──────── Document ────────

# Hagen made a nano cube



## leviathan0 (Oct 6, 2007)

I saw these a few months ago, they're pretty weird. They have a sort of box in the middle?


----------



## OhNo123 (Jan 8, 2008)

Yeah, I opened one to look at it. Theres a little square where you put the gravel and rocks, but if I were to get one, I'd cover the hole with gravel anyway.


----------



## macnut (Mar 2, 2008)

Just picked one up today. It's a pretty neat kit... Comes with gravel, 3 rocks, betta food and some kind of conditioner. The silly printed background is removable... You could turn it over for a white back or paint or use sign vinyl in any color you want. There doesn't seem to be an easy way to add filtration however, as the cover has a 1" lip all around. I think I'm going to make a nice wooden canopy and stand... Maybe stick a sump in the bottom. Dunno yet. Not bad for $10.


----------



## jphan (Mar 2, 2008)

i see these all the time where i work lol they look cool but to small


----------



## OhNo123 (Jan 8, 2008)

$10?? My LFS sold it for $14.. rip offs.. =(

Macnut, if you do make a stand/canopy/sump, please tell me how it goes. I dunno about filtration/ lightning either. Maybe undergravel or sponge filter.


----------



## NeonShrimp (Mar 9, 2006)

It's $14 at my local Petco. How much water does it hold?


----------



## Darkblade48 (Jan 4, 2008)

NeonShrimp said:


> It's $14 at my local Petco. How much water does it hold?


1/2 a gallon, as mentioned in the opening post


----------



## macnut (Mar 2, 2008)

──────── Entries ────────

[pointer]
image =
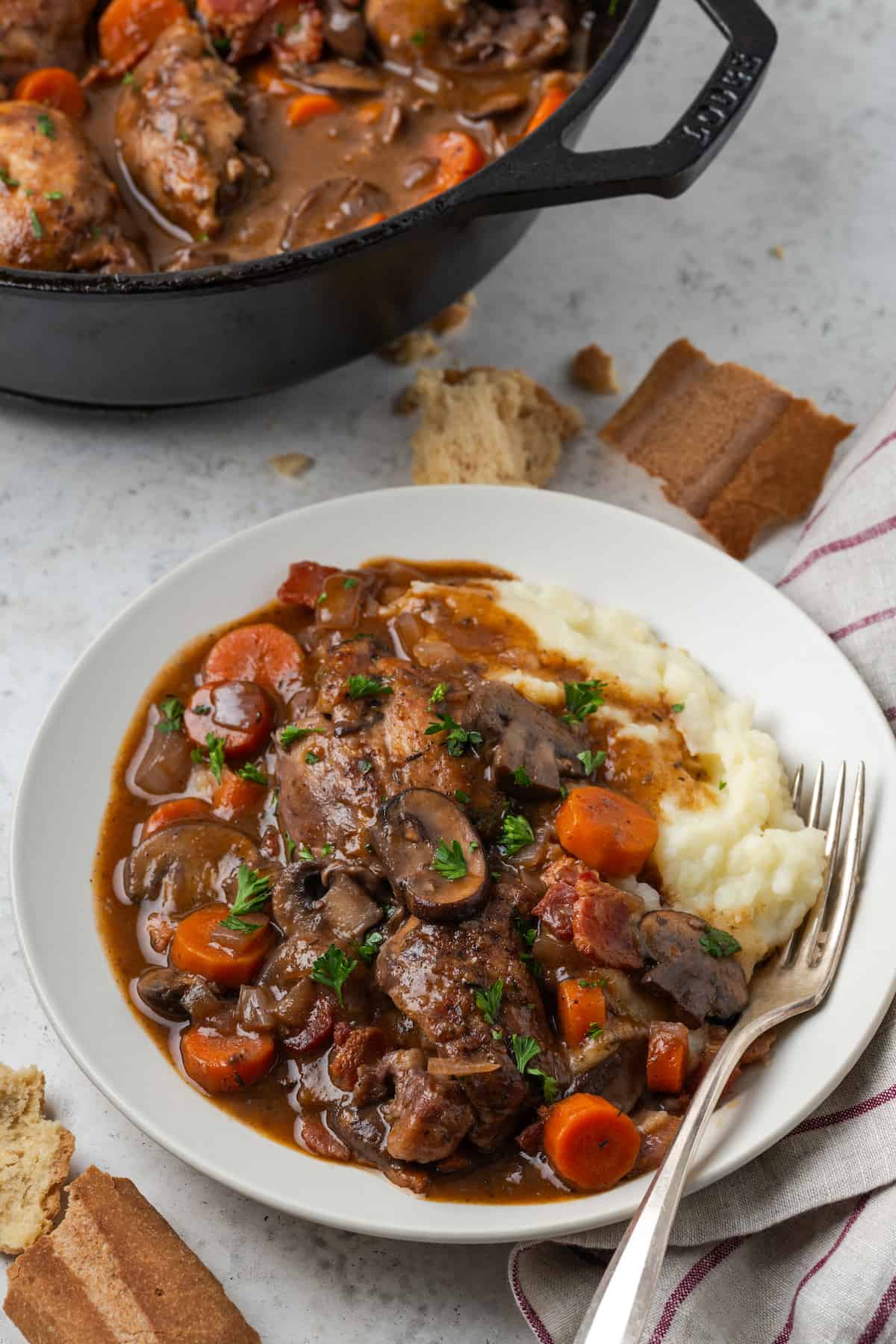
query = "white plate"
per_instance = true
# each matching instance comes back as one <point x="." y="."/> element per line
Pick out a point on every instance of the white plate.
<point x="753" y="638"/>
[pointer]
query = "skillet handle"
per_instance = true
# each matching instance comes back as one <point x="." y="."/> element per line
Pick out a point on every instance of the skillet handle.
<point x="543" y="171"/>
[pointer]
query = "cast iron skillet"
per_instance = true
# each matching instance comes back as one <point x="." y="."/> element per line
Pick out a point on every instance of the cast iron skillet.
<point x="252" y="327"/>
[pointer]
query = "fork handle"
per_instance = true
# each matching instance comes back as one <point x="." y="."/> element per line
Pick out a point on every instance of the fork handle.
<point x="621" y="1307"/>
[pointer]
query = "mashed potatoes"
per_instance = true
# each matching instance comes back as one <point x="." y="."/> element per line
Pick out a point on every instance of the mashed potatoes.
<point x="732" y="850"/>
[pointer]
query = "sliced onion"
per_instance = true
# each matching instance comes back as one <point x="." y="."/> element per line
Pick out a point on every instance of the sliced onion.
<point x="461" y="1068"/>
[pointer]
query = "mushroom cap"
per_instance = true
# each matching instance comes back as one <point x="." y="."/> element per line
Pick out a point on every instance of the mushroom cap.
<point x="406" y="840"/>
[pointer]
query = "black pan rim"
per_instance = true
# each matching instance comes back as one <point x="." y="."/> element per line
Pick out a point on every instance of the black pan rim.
<point x="262" y="270"/>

────────

Please translate this sentence from the nano cube thread into Spanish: "You could turn it over for a white back or paint or use sign vinyl in any color you want."

* Completed exercise:
Podrías darle la vuelta para tener un fondo blanco, o pintarlo, o usar vinilo de rotulación del color que quieras.